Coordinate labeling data
+===+
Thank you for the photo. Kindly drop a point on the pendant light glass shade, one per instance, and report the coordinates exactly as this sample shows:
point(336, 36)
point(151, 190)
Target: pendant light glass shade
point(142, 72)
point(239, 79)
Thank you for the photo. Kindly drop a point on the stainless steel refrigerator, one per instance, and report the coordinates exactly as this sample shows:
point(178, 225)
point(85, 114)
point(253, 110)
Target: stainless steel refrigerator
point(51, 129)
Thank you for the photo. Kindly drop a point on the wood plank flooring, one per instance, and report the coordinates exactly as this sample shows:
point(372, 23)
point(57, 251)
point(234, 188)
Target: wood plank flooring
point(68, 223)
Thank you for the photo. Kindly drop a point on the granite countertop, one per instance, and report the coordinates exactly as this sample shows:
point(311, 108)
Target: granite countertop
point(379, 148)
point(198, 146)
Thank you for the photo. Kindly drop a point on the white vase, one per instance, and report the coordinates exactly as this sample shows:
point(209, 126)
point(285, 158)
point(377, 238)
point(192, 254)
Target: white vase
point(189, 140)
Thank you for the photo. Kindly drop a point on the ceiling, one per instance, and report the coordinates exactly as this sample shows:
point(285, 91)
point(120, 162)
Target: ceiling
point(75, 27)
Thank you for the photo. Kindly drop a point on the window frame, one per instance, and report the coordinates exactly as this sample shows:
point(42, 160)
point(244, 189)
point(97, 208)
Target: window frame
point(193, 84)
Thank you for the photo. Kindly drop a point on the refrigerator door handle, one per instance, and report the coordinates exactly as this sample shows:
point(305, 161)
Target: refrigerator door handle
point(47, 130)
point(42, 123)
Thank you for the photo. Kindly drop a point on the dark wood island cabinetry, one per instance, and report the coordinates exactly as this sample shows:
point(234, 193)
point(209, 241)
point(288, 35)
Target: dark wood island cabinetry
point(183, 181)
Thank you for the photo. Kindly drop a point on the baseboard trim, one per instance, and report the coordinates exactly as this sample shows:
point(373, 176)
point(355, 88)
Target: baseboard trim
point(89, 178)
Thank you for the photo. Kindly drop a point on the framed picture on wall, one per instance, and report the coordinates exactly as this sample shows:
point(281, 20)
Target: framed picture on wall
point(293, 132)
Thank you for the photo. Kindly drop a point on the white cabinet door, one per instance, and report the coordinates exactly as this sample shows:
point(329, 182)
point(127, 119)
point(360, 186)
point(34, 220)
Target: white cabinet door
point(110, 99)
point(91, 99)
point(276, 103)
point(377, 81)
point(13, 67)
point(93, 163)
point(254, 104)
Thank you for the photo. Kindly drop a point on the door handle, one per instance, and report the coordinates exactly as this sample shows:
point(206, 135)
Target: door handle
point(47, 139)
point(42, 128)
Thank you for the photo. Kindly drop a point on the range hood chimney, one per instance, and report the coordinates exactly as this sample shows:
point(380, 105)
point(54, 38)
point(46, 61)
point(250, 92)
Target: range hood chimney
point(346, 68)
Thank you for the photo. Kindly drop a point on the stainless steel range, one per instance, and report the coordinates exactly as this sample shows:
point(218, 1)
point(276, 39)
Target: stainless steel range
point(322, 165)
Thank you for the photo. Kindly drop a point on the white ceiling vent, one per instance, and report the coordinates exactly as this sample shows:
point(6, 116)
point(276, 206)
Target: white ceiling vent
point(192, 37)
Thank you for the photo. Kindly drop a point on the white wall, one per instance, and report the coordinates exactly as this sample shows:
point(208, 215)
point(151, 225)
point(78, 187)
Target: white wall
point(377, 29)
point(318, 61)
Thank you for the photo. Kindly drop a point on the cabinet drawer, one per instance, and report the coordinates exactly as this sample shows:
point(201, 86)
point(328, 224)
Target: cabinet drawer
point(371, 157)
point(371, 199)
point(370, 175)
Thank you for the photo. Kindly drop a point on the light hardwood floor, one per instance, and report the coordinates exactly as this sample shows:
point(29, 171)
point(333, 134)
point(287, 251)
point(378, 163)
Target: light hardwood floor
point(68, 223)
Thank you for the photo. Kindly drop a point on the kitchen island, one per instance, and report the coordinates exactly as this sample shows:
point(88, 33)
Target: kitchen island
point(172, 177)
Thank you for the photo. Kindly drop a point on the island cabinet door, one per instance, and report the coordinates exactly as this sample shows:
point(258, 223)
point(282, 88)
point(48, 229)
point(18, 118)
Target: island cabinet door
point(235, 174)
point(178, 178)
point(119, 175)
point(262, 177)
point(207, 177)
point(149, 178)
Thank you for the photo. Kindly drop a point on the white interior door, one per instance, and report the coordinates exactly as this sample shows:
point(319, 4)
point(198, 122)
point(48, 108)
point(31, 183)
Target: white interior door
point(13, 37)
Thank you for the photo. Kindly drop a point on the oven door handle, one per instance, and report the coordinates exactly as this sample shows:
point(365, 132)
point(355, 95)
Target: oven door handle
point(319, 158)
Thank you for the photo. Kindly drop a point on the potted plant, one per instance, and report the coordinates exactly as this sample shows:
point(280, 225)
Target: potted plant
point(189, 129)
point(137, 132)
+===+
| GIVEN EXERCISE |
Begin at the line of the data that contains "steel range, one" and stop after the line that contains "point(370, 175)". Rewrite those lines as a numbered list, leaving out any blank lines.

| OUTPUT FOR THIS TASK |
1. Thank you for the photo. Kindly drop a point on the stainless steel range, one per instance, and report the coordinates exactly as this sample shows:
2. point(218, 1)
3. point(276, 39)
4. Target: stainless steel range
5. point(322, 165)
6. Thank you for the photo. Kindly drop a point on the white ceiling vent, one per instance, and report the coordinates exactly as this sample shows:
7. point(6, 116)
8. point(276, 206)
9. Target: white ceiling vent
10. point(192, 37)
11. Thank you for the photo. Kindly drop a point on the white wall, one per instance, and report the coordinates exactly as this sample shows:
12. point(208, 215)
13. point(151, 225)
14. point(78, 187)
15. Target: white wall
16. point(377, 29)
17. point(318, 61)
18. Thank you for the photo. Kindly drop a point on the cabinet drawer, one per instance, and report the coordinates exactly as this sample shows:
19. point(201, 86)
20. point(328, 224)
21. Target: cabinet drawer
22. point(371, 157)
23. point(371, 199)
24. point(370, 175)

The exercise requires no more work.